◆ **TASK DATA**
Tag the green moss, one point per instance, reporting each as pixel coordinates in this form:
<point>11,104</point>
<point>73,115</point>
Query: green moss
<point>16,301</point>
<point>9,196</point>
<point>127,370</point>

◆ **REQUEST**
Present the records above as a Markdown table with the columns Row and Line, giving each non-blank line its own numbered row in order and omitting blank lines.

◆ **RESPONSE TO THIS TASK**
| Row | Line |
|---|---|
| 1 | Tag the green moss, one point per instance, reporting each as pixel coordinates in this form: |
| 2 | <point>11,104</point> |
| 3 | <point>73,115</point> |
| 4 | Query: green moss |
| 5 | <point>16,301</point> |
| 6 | <point>9,196</point> |
| 7 | <point>127,370</point> |